● DIRECTIONS FOR THIS TASK:
Please copy out the entries below word for word, from the very start of the entries down to the line that contains "96), (246, 96)]", with that line included.

::::

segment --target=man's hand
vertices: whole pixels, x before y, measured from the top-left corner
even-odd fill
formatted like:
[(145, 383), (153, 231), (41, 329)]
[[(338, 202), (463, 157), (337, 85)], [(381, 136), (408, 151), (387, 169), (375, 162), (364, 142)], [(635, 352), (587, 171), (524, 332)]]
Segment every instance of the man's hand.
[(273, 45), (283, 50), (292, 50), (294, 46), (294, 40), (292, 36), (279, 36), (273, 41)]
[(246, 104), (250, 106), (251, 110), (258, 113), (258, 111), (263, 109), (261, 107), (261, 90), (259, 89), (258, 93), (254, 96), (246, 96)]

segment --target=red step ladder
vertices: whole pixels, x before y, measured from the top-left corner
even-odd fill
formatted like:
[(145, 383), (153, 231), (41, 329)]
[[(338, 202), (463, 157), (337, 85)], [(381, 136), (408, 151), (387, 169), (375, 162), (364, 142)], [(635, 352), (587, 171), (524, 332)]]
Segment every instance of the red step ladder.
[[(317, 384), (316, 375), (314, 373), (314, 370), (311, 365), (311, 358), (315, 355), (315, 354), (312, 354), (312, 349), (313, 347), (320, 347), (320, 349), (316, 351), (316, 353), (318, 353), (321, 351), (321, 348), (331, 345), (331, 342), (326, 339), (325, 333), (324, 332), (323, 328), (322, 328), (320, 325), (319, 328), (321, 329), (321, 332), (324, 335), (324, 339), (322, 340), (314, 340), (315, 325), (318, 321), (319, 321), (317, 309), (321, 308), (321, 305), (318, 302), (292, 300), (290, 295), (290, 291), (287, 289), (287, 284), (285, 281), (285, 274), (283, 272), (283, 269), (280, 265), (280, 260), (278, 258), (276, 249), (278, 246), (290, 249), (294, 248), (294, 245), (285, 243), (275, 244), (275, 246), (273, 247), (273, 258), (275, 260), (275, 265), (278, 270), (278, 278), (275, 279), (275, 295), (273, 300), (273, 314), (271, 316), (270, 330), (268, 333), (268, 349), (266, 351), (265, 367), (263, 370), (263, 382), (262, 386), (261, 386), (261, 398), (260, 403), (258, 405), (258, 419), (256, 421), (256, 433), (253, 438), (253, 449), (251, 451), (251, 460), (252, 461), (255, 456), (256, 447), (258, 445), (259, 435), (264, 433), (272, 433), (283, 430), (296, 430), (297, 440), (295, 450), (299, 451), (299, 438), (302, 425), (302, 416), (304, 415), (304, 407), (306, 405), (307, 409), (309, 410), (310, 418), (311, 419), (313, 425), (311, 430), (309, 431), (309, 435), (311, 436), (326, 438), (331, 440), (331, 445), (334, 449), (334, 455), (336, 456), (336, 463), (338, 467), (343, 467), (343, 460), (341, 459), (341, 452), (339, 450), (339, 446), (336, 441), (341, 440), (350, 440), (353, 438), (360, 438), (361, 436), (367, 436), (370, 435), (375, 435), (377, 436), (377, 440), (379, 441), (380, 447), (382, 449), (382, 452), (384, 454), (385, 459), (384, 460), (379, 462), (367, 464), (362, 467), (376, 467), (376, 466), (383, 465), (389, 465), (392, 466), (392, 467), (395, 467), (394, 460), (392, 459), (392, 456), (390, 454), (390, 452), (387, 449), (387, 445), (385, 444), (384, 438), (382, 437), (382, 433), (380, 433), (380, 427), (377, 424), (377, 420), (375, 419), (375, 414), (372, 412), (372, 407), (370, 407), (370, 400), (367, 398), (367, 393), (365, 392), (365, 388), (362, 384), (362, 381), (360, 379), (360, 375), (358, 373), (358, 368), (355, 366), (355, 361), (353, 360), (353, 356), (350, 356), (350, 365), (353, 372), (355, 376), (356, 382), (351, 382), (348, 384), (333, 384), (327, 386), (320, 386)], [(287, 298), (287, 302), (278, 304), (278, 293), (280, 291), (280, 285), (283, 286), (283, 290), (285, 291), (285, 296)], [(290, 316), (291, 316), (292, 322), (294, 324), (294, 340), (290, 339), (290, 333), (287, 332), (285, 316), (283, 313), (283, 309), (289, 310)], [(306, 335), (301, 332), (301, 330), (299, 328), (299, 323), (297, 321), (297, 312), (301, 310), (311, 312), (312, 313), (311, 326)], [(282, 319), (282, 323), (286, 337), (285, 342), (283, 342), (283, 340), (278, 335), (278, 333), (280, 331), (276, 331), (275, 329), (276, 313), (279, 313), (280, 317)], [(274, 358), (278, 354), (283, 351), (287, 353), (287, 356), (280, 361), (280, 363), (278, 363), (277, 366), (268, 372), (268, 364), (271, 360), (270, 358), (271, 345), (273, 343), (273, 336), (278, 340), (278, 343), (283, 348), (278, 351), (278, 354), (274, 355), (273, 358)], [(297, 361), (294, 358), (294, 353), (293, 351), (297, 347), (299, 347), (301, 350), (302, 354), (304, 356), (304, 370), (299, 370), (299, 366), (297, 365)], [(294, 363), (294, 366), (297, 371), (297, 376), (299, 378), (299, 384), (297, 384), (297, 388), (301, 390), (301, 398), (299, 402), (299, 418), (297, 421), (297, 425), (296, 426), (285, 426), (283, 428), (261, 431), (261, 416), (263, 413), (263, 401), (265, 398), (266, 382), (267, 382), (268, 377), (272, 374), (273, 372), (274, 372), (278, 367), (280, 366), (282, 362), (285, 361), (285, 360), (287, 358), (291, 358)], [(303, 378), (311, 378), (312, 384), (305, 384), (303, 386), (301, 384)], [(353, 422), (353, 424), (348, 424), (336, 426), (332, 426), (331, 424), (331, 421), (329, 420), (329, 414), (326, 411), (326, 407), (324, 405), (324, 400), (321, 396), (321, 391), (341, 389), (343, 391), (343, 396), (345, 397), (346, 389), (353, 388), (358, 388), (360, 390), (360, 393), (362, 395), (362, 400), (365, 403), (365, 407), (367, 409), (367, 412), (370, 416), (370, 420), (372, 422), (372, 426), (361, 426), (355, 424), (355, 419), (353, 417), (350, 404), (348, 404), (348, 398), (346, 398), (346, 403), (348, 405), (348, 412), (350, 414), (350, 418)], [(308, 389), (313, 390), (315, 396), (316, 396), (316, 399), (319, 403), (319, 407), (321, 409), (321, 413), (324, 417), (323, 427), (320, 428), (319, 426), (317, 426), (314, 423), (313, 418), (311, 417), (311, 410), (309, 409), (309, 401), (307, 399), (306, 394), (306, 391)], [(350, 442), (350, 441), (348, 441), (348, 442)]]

::::

● TASK RESULT:
segment --target=man's hand
vertices: whole pixels, x before y, measured from the top-left corner
even-odd fill
formatted like:
[(145, 383), (153, 231), (41, 329)]
[[(338, 202), (463, 157), (337, 85)], [(381, 136), (408, 151), (387, 169), (375, 162), (364, 142)], [(635, 352), (587, 171), (524, 332)]]
Segment every instance of the man's hand.
[(273, 45), (283, 50), (292, 50), (294, 46), (294, 40), (292, 36), (279, 36), (273, 41)]
[(246, 104), (250, 106), (251, 110), (258, 113), (258, 111), (263, 109), (261, 107), (261, 90), (259, 89), (258, 93), (254, 96), (246, 96)]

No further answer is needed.